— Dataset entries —

** begin **

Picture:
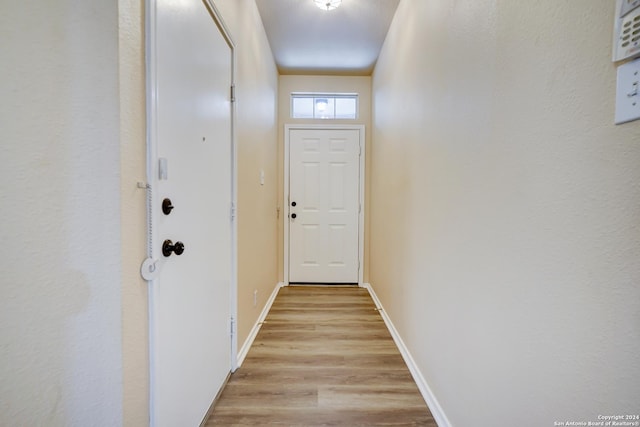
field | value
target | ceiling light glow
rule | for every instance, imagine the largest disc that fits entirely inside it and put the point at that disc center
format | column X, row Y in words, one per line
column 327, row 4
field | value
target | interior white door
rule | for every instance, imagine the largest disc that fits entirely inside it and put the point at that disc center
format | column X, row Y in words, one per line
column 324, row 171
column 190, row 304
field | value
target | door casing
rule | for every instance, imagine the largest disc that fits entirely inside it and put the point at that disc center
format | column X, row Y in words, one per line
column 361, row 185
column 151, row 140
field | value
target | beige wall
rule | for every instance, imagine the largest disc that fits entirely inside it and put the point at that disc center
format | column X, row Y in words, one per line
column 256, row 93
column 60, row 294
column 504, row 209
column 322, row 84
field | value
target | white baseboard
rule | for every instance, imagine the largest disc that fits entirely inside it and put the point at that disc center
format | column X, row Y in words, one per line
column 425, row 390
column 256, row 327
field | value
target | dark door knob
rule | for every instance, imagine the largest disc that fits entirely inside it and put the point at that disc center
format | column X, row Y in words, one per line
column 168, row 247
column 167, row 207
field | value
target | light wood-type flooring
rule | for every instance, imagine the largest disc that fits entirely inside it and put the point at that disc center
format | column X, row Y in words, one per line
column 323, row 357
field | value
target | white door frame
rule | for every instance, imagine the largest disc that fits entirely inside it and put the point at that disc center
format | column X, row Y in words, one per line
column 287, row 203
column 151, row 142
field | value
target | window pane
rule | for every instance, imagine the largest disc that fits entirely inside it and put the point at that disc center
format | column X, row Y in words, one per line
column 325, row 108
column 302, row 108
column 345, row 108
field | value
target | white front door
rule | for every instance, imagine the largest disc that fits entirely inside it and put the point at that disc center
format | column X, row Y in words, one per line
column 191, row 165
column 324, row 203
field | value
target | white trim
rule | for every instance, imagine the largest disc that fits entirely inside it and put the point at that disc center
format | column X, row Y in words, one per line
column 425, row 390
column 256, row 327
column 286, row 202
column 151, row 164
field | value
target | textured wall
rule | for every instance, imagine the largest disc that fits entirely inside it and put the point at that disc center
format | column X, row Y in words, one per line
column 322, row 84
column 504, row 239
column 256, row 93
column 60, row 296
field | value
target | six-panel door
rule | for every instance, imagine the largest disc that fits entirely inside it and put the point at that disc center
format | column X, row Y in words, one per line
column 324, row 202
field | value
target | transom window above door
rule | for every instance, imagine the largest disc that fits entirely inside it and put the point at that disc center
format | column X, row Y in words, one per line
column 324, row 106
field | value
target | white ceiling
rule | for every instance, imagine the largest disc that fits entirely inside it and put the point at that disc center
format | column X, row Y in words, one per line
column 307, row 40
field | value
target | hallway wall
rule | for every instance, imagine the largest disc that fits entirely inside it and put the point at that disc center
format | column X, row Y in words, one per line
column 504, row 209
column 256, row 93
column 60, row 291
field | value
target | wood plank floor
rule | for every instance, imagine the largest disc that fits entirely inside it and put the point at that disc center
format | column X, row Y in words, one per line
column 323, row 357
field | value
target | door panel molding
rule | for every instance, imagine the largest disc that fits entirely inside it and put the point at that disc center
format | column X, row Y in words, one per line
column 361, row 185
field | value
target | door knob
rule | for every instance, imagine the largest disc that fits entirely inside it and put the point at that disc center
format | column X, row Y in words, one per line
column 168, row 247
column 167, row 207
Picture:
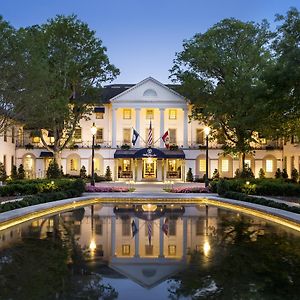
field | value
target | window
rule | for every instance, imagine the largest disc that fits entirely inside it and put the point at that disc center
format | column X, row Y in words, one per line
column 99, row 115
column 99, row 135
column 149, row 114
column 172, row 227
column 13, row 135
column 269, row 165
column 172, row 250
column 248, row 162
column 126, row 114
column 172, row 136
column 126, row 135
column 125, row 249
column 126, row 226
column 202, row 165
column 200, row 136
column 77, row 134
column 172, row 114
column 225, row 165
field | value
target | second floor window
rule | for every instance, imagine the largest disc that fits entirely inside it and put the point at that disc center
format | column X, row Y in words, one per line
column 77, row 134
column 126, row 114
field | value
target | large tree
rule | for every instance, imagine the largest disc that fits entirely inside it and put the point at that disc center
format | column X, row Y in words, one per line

** end **

— Directions for this task —
Copy all of the dataset entries above word for word, leaving out the pictures.

— Output for this exercise —
Picture:
field | value
target | ceiling light glow
rule | for every instance, imagine the largest disc that fits entirely inside it and put the point at that disc center
format | column X, row Y in words, one per line
column 327, row 4
field | value
target | interior white door
rule | for every instance, imagine the largest disc that fits entirely inside it and put the point at that disc center
format | column X, row Y in words, one per line
column 324, row 171
column 190, row 304
field | value
target | door casing
rule | for every instance, imagine the largest disc that fits entirely inside it and put the point at that disc center
format | column X, row Y in words, one per line
column 361, row 185
column 151, row 140
field | value
target | beige wall
rule | for every instance, imagine the largest disc that fits entirely inside it and put the point at that disc center
format | column X, row Y in words, one per line
column 256, row 93
column 60, row 294
column 504, row 209
column 322, row 84
field | value
target | white baseboard
rule | for every instance, imagine the largest disc that fits entirely inside it and put the point at that disc center
format | column X, row Y in words, one per line
column 425, row 390
column 256, row 327
field | value
target | dark door knob
rule | for every instance, imagine the largest disc that fits entirely inside it and put the point at that disc center
format | column X, row Y in words, one per line
column 168, row 247
column 167, row 207
field | value
target | light wood-type flooring
rule | for every instance, imagine the largest disc that fits entirely inside it and put the point at that disc center
format | column X, row Y in words, one per line
column 323, row 357
field | value
target | white door frame
rule | for every instance, imagine the largest disc that fits entirely inside it and put the point at that disc center
format | column X, row Y in words, one per line
column 287, row 203
column 151, row 142
field | value
target | window pane
rule | for every instance, imagine the largest disc that fits entirely inside it and put the point at that disc center
format | column X, row Y in words, one per line
column 325, row 108
column 302, row 108
column 345, row 108
field | value
target | white front door
rule | for every instance, imagine the largest disc that fits entirely inside it and put the point at that disc center
format | column X, row Y in words, one per line
column 191, row 165
column 324, row 203
field | value
target | white trim
rule | for every instance, imagine the largest disc that fits entirely inside it and put the point at that disc center
format | column X, row Y in words, one per line
column 425, row 390
column 256, row 327
column 286, row 202
column 151, row 164
field | value
target | textured wall
rule | for every instance, imagine the largest disc that fits entirely inside it and put the point at that disc center
format | column X, row Y in words, one per line
column 322, row 84
column 504, row 239
column 256, row 93
column 60, row 296
field | value
target | six-panel door
rule | for every instance, imagine the largest disc that fits entirely inside it and put the point at that disc center
format | column X, row Y in words, one per line
column 324, row 202
field | value
target | transom window above door
rule | for every instance, imagine the largest disc that fits entirely inside it and put the point at that disc center
format | column X, row Y in words, one per line
column 324, row 106
field | value
target | white ceiling
rule | for every instance, imagine the largest disc that fits entirely inside it and put the point at that disc center
format | column X, row Y in words, one per line
column 307, row 40
field | value
target | hallway wall
rule | for every instance, imagine the largest disc that fits entirely inside it and put the point at that disc center
format | column X, row Y in words, one per line
column 504, row 209
column 256, row 93
column 60, row 291
field | value
target | wood plank floor
rule | for every instance, imagine the largest disc that fits entirely inside it and put the point at that disc center
format | column X, row Y in words, one per line
column 323, row 357
field | value
target | door panel molding
rule | for every instance, imagine the largest disc that fits entirely inside it and put the point at that disc center
format | column X, row Y in words, one per line
column 361, row 185
field | value
target | door knob
rule | for every instance, imagine the largest disc that fits entirely inside it and put the point at that disc center
format | column X, row Y in words, one per line
column 168, row 247
column 167, row 207
Picture:
field | value
target | window
rule | for every instance, imagine the largest disc that fits entirely inside it and put the point at that disc center
format | column X, row Y in words, one per line
column 99, row 115
column 99, row 135
column 149, row 114
column 172, row 227
column 13, row 135
column 269, row 165
column 172, row 250
column 248, row 162
column 126, row 114
column 172, row 136
column 126, row 135
column 125, row 249
column 126, row 226
column 202, row 165
column 200, row 136
column 77, row 134
column 172, row 114
column 225, row 165
field | value
target | second floor window
rule | for every instance, imagine the largest disc that fits entirely inside it and put the point at that disc center
format | column X, row Y in words, one per line
column 77, row 134
column 126, row 114
field | value
target | large tree
rule | for every instance, imagine the largest disc that fits entirely inside it and put the point at that disc center
format | column X, row Y in words, one per line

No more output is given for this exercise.